• [What to produce]
Rewrite the stretch from the line containing "Check that every instance of the water" through the line containing "column 754, row 168", swapping "shallow stream" for "narrow creek" and leaving everything else unchanged.

==== Information supplied

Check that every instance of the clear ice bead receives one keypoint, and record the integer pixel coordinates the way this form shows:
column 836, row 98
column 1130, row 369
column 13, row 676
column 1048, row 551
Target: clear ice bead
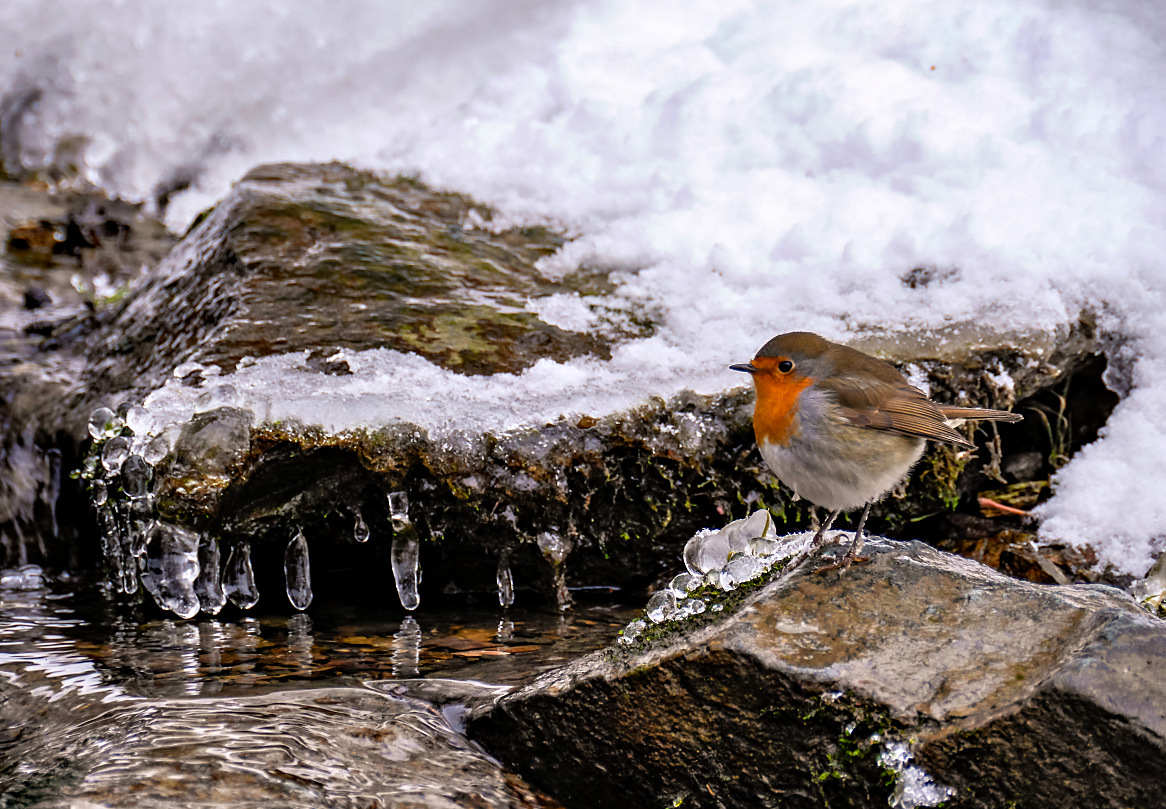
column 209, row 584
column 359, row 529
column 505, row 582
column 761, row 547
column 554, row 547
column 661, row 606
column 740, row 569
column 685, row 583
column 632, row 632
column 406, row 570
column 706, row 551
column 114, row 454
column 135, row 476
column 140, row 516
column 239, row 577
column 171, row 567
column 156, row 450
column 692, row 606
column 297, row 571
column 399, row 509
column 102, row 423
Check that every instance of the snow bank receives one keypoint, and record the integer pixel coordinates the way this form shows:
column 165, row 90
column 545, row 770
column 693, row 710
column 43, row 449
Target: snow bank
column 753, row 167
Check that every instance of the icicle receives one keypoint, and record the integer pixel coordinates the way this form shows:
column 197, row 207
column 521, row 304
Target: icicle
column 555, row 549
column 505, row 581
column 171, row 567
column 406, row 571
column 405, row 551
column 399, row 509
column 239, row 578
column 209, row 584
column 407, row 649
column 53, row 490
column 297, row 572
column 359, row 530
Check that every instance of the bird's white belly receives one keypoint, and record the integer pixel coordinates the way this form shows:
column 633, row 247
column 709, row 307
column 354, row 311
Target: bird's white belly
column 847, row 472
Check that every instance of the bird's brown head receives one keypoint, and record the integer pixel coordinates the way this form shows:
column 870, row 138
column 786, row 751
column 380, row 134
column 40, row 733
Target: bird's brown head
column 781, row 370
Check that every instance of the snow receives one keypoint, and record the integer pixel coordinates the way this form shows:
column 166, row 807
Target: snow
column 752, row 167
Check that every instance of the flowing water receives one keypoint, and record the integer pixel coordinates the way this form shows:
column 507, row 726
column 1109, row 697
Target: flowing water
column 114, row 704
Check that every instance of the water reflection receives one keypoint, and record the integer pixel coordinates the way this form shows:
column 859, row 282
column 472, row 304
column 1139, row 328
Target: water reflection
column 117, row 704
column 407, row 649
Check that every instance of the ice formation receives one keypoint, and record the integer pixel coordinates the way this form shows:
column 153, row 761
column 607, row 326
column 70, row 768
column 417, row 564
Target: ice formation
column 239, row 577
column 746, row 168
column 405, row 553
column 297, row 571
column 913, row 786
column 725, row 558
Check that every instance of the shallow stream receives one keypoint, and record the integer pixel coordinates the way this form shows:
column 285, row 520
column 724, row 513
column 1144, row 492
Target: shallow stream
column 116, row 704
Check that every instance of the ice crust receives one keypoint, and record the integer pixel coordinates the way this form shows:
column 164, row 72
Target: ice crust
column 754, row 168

========
==== Information supplied

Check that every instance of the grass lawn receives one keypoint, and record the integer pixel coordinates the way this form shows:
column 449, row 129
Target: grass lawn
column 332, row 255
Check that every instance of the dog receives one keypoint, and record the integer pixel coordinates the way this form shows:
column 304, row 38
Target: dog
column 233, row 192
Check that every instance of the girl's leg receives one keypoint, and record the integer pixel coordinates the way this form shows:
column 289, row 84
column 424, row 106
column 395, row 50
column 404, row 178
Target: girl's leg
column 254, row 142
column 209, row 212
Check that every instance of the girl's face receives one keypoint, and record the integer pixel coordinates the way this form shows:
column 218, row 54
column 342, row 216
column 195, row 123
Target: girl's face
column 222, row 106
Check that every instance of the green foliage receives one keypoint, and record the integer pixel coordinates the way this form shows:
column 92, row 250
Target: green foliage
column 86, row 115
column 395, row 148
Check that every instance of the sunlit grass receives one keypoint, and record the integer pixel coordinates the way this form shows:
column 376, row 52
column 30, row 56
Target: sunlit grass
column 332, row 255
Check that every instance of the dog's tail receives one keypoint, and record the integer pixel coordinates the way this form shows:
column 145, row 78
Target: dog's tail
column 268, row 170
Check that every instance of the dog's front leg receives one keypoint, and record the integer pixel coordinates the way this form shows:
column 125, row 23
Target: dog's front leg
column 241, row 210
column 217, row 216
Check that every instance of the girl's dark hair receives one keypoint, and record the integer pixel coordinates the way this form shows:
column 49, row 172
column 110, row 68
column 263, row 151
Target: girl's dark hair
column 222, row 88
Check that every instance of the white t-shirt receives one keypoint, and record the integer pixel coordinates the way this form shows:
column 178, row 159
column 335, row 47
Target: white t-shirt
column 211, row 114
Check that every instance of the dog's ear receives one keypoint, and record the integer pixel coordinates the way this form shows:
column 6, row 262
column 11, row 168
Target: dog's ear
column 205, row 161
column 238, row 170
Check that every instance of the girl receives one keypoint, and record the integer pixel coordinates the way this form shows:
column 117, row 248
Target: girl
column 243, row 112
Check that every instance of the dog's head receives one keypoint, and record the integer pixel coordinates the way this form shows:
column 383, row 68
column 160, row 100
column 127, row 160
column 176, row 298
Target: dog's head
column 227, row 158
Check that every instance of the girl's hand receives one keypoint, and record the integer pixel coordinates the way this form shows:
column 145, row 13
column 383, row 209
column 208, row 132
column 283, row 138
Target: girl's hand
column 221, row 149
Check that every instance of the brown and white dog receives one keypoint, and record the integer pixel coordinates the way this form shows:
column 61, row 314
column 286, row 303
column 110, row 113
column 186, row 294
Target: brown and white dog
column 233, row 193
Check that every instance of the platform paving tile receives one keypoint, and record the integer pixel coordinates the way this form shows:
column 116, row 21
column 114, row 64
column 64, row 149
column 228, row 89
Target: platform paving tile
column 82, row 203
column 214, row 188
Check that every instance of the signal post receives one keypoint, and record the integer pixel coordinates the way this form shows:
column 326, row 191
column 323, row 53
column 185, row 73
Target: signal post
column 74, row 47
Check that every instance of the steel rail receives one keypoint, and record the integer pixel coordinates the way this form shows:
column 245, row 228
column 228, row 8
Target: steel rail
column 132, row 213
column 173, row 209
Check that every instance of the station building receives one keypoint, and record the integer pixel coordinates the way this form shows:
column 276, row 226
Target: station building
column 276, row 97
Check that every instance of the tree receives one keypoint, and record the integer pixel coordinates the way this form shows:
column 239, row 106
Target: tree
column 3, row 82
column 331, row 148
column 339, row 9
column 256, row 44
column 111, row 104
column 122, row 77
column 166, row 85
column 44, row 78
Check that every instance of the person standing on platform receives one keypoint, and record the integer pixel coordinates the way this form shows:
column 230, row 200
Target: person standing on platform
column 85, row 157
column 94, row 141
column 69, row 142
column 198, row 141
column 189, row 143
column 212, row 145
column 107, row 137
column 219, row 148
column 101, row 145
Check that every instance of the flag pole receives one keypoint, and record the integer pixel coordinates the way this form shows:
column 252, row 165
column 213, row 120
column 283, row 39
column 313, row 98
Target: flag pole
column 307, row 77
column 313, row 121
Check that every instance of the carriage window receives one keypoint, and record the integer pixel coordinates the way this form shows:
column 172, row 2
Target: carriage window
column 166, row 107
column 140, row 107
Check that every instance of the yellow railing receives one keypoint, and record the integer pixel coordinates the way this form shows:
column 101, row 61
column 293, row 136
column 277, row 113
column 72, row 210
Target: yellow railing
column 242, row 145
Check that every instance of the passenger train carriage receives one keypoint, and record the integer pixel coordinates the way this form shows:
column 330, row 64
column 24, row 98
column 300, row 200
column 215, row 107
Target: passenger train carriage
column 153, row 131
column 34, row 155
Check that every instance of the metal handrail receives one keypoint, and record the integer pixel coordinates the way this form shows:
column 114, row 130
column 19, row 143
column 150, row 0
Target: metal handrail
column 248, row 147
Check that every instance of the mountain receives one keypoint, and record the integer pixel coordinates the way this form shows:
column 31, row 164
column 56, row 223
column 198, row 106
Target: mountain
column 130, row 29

========

• [Answer below]
Check that every instance of the water reflection receives one keypoint, and record the integer pixel coordinates the way this form shows:
column 859, row 282
column 472, row 304
column 1139, row 328
Target: water reflection
column 117, row 704
column 407, row 649
Check that every instance of the ice formation receives one keypoint, and record the integer pixel coordinates the way this form shows:
column 153, row 761
column 607, row 326
column 70, row 768
column 417, row 564
Target: ice formation
column 239, row 577
column 746, row 168
column 405, row 553
column 297, row 571
column 913, row 786
column 725, row 558
Check that every instance of the narrow creek receives one keypoint, and record the integer pixel coordinates the way this form shows:
column 285, row 520
column 724, row 513
column 1144, row 492
Target: narrow creek
column 116, row 704
Check that every instance of the ice crust receives one keypoint, and record the integer pixel coordinates the way this form shows:
column 164, row 72
Target: ice crust
column 754, row 168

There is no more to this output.